— Stated exercise 1 —
What software does the car pricing page use to solve its example?

— Page extract —
━━━

Pricing cars using machine learning

Automotive

Roberto López
https://es.linkedin.com/in/robertolopezartelnics
August 31, 2023

A Chinese automobile company aspires to enter the US market by setting up its manufacturing unit and producing cars locally to compete with its US and European counterparts. To support this objective, the company can use machine learning to build a model that helps understand pricing in the new market. Specifically, it wants to identify the factors affecting car prices in the American market. Indeed, those factors may differ significantly from those in the Chinese market. Additionally, the company aims to determine which variables significantly predict car prices and how well those variables explain pricing trends based on various market surveys.

In this context, performance optimization can be applied to better understand the behavior of the American car market.

For this purpose, we have gathered a large dataset of different types of cars across the American market.

Accordingly, we must model car prices using the available independent variables. The company’s management will use this model to understand how prices vary with those variables. Consequently, they can adjust the design of the cars, refine the business strategy, and align decisions with specific price targets. Furthermore, the model will provide management with a clearer understanding of the pricing dynamics in this new market.

This example is solved with Neural Designer. To follow it step by step, you can use the free trial.

1. Application type

This is an approximation project, since the variable to be predicted is continuous (car price). Therefore, the problem is addressed using regression techniques.

In this case, the fundamental goal is to model car pricing as a function of multiple features, including vehicle characteristics and different engine types. By doing so, the company can better understand how these factors influence price levels.

2. Data set

The first step is to prepare the data set, which is the source of information for the approximation problem. It is composed of:

Data source.

━━━

[Point annotations for photos]
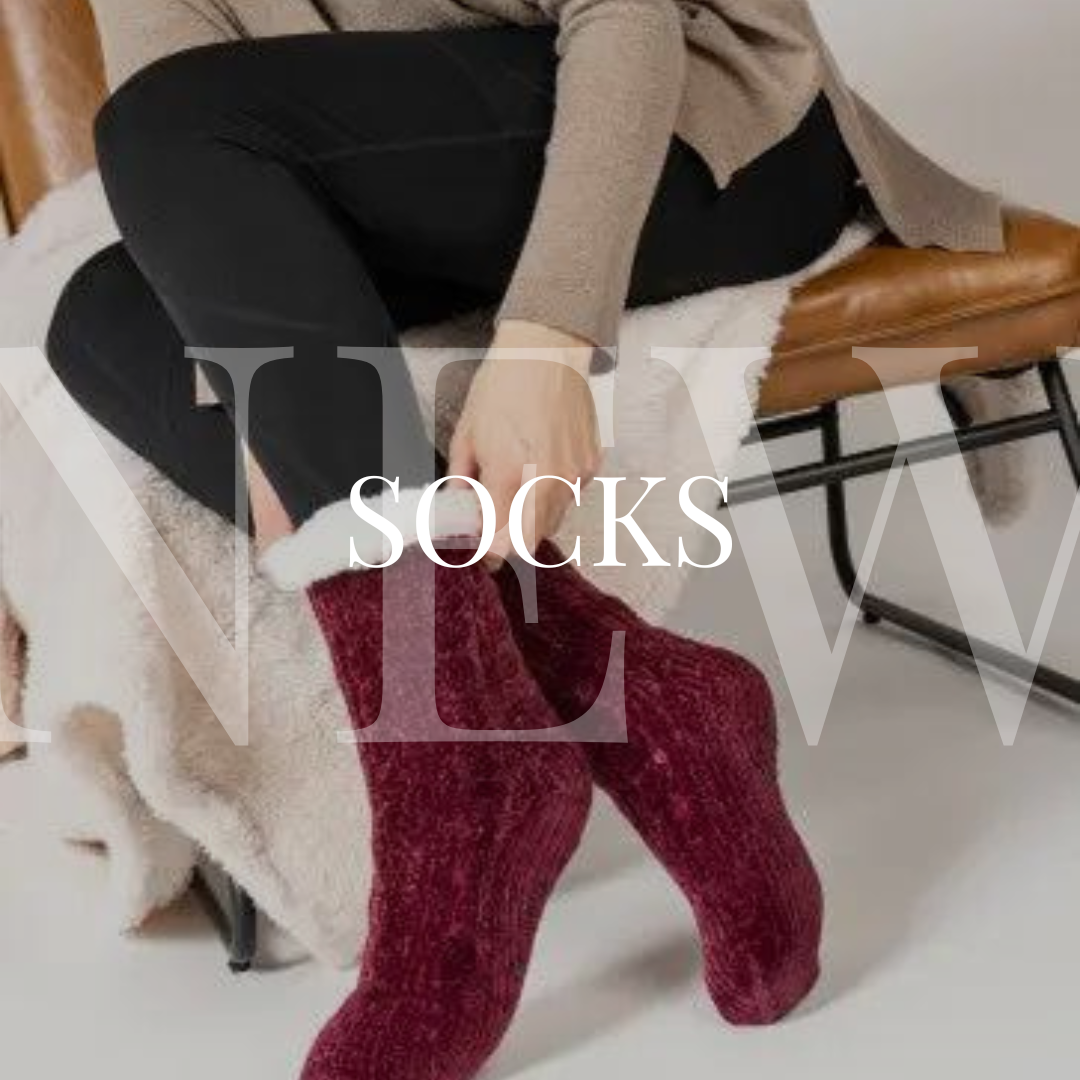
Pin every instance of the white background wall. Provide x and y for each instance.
(991, 86)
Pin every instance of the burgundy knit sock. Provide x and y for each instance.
(469, 837)
(698, 780)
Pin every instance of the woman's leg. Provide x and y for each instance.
(269, 190)
(115, 349)
(256, 238)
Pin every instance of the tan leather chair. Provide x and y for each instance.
(1018, 308)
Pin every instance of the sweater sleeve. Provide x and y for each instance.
(620, 81)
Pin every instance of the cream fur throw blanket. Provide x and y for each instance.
(138, 760)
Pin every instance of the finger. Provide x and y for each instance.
(502, 489)
(462, 459)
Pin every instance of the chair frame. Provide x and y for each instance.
(238, 917)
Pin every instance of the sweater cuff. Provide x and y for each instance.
(585, 313)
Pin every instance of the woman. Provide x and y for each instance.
(558, 159)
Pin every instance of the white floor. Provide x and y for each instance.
(952, 863)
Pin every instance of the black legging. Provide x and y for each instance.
(333, 190)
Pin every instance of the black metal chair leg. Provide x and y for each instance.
(877, 609)
(1061, 402)
(243, 928)
(836, 504)
(233, 915)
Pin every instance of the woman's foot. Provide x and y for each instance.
(698, 779)
(470, 837)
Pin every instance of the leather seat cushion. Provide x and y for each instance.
(1015, 307)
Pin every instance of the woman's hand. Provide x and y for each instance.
(529, 405)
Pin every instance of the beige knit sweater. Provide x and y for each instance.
(730, 77)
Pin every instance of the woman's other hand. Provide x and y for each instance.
(529, 405)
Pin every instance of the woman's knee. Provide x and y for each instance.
(157, 127)
(103, 296)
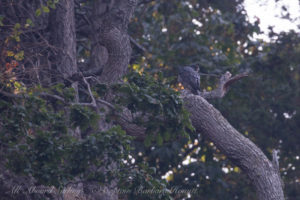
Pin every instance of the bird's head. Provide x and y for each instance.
(196, 67)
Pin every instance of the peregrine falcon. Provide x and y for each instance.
(190, 78)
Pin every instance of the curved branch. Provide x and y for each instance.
(239, 149)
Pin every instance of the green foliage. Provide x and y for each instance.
(39, 140)
(157, 105)
(83, 117)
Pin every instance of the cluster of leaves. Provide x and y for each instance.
(36, 137)
(156, 106)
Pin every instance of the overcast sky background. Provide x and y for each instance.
(269, 14)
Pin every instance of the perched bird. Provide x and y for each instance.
(189, 77)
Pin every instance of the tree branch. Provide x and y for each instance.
(239, 149)
(225, 82)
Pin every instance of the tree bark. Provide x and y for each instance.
(239, 149)
(63, 37)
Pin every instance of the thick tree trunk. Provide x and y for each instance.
(63, 38)
(240, 150)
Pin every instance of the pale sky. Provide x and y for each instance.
(269, 14)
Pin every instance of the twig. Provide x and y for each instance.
(94, 103)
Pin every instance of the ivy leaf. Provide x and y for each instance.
(38, 12)
(45, 9)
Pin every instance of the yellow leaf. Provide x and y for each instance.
(10, 53)
(236, 169)
(203, 158)
(135, 66)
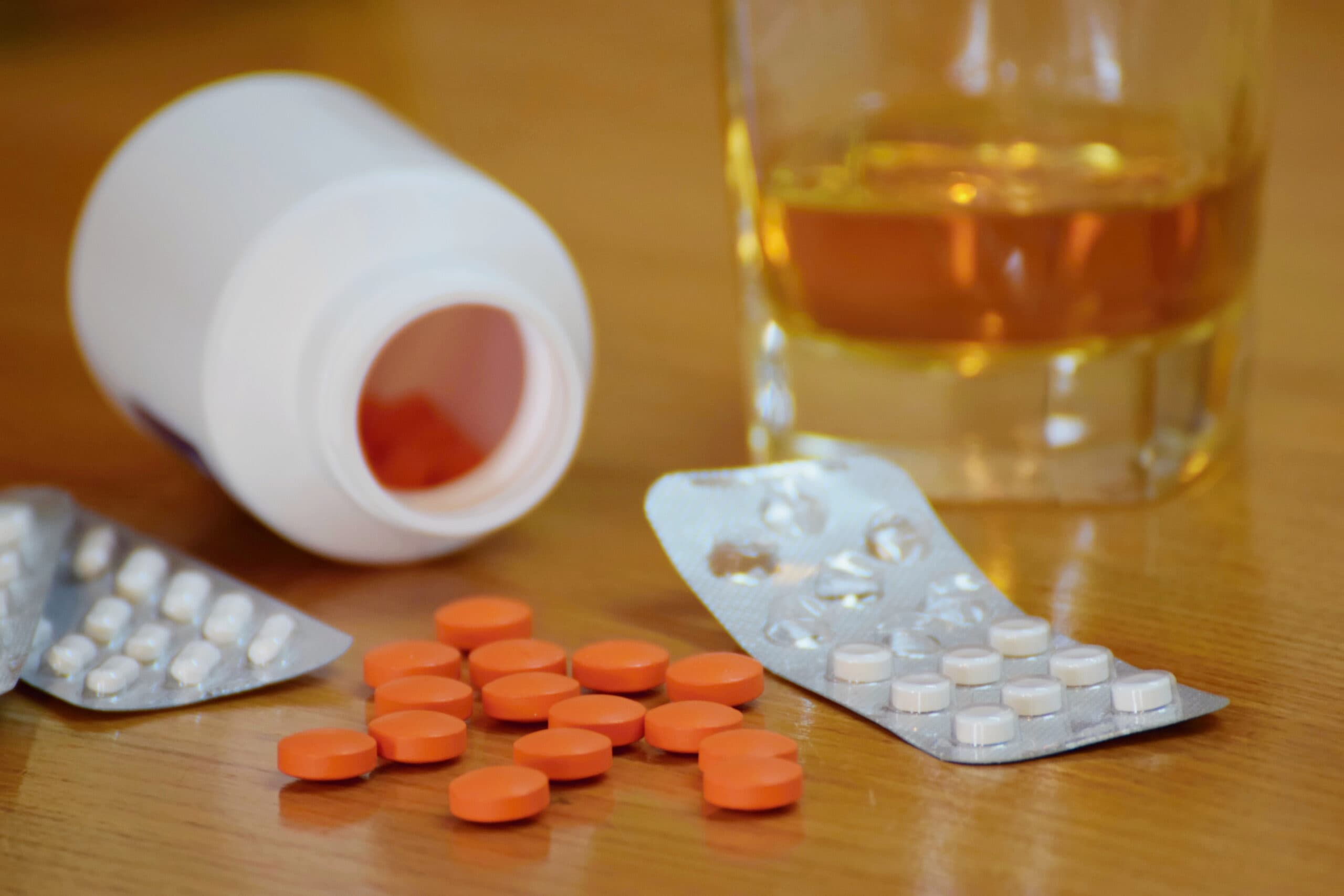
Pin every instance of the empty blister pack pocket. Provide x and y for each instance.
(839, 577)
(34, 523)
(131, 624)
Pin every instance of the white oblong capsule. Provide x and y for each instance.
(227, 618)
(194, 662)
(113, 676)
(15, 522)
(148, 642)
(11, 565)
(70, 655)
(107, 618)
(185, 596)
(93, 556)
(140, 574)
(270, 638)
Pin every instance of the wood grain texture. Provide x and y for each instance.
(604, 116)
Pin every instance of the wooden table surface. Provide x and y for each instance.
(604, 114)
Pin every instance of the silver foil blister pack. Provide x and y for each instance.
(131, 624)
(34, 523)
(841, 578)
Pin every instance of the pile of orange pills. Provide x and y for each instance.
(423, 707)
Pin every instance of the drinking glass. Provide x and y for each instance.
(1006, 244)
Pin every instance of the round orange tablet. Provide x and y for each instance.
(469, 623)
(731, 679)
(526, 696)
(680, 727)
(424, 692)
(745, 743)
(401, 659)
(500, 659)
(620, 667)
(753, 785)
(499, 793)
(565, 754)
(327, 754)
(620, 719)
(418, 735)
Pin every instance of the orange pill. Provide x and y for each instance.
(565, 754)
(499, 659)
(731, 679)
(620, 667)
(526, 696)
(327, 754)
(424, 692)
(469, 623)
(418, 735)
(748, 743)
(401, 659)
(620, 719)
(752, 784)
(499, 793)
(680, 727)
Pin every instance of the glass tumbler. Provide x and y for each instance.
(1006, 244)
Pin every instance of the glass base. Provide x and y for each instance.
(1102, 422)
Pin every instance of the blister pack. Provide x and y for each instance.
(34, 523)
(841, 578)
(131, 624)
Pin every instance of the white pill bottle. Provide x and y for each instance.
(272, 250)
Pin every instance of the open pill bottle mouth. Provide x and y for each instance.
(454, 405)
(441, 397)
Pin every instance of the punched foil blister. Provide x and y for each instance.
(841, 578)
(34, 523)
(131, 624)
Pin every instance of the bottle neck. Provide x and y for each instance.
(472, 340)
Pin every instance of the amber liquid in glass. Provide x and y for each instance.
(1011, 319)
(1009, 245)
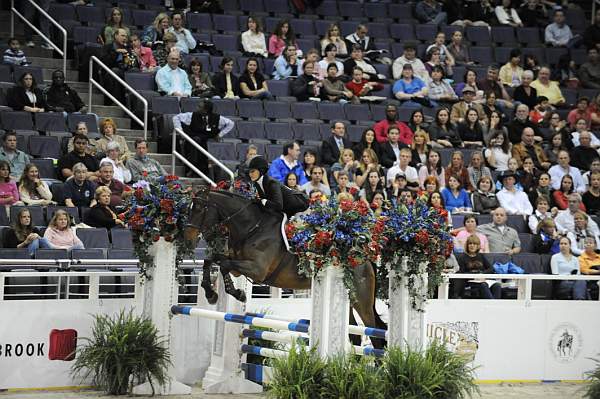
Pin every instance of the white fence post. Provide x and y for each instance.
(160, 293)
(330, 312)
(225, 374)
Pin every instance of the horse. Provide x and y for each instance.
(257, 251)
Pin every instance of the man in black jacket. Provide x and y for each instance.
(333, 146)
(60, 97)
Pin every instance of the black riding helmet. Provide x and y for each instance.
(260, 164)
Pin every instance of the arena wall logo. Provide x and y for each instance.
(565, 342)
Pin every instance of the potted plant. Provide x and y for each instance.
(124, 350)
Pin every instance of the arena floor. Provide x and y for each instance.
(528, 391)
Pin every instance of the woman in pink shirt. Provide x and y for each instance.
(59, 233)
(9, 193)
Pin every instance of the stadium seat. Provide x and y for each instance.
(94, 237)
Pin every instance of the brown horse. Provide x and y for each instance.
(257, 251)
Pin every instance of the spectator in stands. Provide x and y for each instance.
(283, 36)
(391, 119)
(472, 261)
(9, 193)
(558, 34)
(316, 182)
(439, 90)
(13, 55)
(253, 40)
(589, 260)
(113, 156)
(79, 154)
(430, 12)
(409, 57)
(287, 64)
(591, 198)
(331, 147)
(515, 202)
(16, 158)
(528, 147)
(502, 238)
(306, 86)
(455, 196)
(470, 130)
(120, 58)
(201, 84)
(368, 161)
(371, 185)
(564, 263)
(507, 15)
(288, 163)
(106, 178)
(252, 83)
(564, 168)
(458, 169)
(589, 72)
(565, 221)
(591, 35)
(103, 214)
(511, 73)
(60, 97)
(368, 140)
(581, 231)
(108, 129)
(334, 37)
(484, 199)
(59, 233)
(583, 154)
(432, 168)
(442, 132)
(185, 41)
(524, 93)
(23, 234)
(79, 191)
(32, 189)
(547, 88)
(26, 96)
(469, 229)
(410, 90)
(459, 110)
(459, 50)
(582, 111)
(172, 80)
(144, 55)
(114, 22)
(153, 34)
(143, 167)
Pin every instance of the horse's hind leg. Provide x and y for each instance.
(209, 292)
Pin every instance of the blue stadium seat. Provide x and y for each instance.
(94, 237)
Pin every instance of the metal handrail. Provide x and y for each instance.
(175, 154)
(62, 52)
(93, 82)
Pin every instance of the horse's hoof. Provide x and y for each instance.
(212, 298)
(241, 296)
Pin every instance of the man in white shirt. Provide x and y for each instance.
(557, 172)
(185, 40)
(173, 80)
(515, 202)
(402, 167)
(565, 221)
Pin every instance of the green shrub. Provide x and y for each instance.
(124, 350)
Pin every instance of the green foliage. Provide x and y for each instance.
(352, 377)
(124, 350)
(297, 376)
(433, 373)
(593, 389)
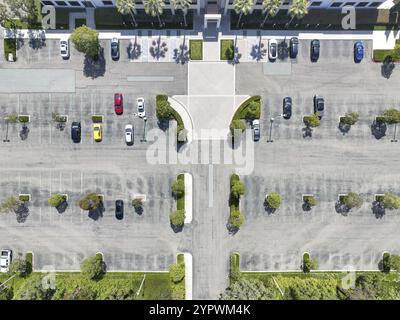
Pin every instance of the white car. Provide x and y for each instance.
(273, 49)
(141, 108)
(5, 260)
(129, 134)
(64, 49)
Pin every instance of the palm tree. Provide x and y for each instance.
(154, 8)
(298, 9)
(183, 5)
(126, 7)
(242, 7)
(271, 8)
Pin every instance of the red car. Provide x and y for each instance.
(118, 103)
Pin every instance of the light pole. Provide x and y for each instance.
(271, 121)
(6, 139)
(394, 135)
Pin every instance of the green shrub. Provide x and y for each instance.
(23, 118)
(56, 199)
(273, 200)
(91, 201)
(20, 267)
(177, 272)
(196, 49)
(349, 118)
(227, 49)
(10, 46)
(310, 201)
(308, 263)
(97, 119)
(24, 197)
(352, 200)
(92, 268)
(312, 121)
(386, 264)
(177, 218)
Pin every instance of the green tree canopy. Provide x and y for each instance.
(92, 268)
(273, 200)
(86, 40)
(248, 289)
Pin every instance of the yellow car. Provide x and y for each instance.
(97, 132)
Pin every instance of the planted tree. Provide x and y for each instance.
(90, 202)
(298, 9)
(184, 6)
(352, 200)
(312, 121)
(86, 40)
(391, 201)
(273, 200)
(92, 268)
(308, 263)
(270, 9)
(177, 218)
(154, 8)
(242, 7)
(178, 188)
(126, 7)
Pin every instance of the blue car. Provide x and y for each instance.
(358, 51)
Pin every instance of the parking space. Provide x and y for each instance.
(142, 241)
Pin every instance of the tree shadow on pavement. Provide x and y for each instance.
(22, 213)
(96, 214)
(378, 129)
(341, 208)
(378, 209)
(62, 207)
(95, 68)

━━━

— Stated exercise 2 —
Retype the records starting at the line that contains "Pin every instance of the white car." and ending at the last line of the records.

— Complete response 1 —
Neural Designer.

— Complete response 2 —
Pin every instance of the white car. Provide x and y for each instance.
(273, 49)
(141, 108)
(5, 260)
(129, 134)
(64, 49)
Pin every instance of the palm tree. Provide x and y for each instance.
(154, 8)
(298, 9)
(183, 5)
(126, 7)
(242, 7)
(271, 8)
Pin every instance of the red car. Provide x and y for each instance.
(118, 103)
Pin every instance of the light pole. Provide x and y for each instance.
(271, 121)
(6, 139)
(394, 135)
Pin every instance of the green shrub. Provide x and y for each instance.
(23, 118)
(56, 199)
(273, 200)
(91, 201)
(20, 267)
(177, 272)
(196, 49)
(349, 118)
(227, 49)
(10, 46)
(310, 201)
(308, 263)
(97, 119)
(24, 197)
(352, 200)
(92, 268)
(312, 121)
(386, 264)
(177, 218)
Pin every instance of the green tree canopy. Provide x and y for each instance.
(92, 268)
(273, 200)
(86, 40)
(248, 289)
Pin every instance of the yellow car. Provide x and y for each instance.
(97, 132)
Pin every instance of the planted tree. Provide x and y for each instance.
(90, 202)
(298, 9)
(184, 6)
(352, 200)
(312, 121)
(86, 40)
(391, 201)
(273, 200)
(92, 268)
(308, 263)
(270, 9)
(177, 218)
(154, 8)
(242, 7)
(178, 188)
(126, 7)
Pin every instance of the blue car. Provide x and y for each instance.
(358, 51)
Pin every instance of the parking space. Provide x and y for each instance.
(142, 241)
Pin every instance of the tree shadow on pavement. Provide x and y for each instance.
(22, 213)
(96, 214)
(378, 129)
(341, 208)
(378, 209)
(62, 207)
(95, 68)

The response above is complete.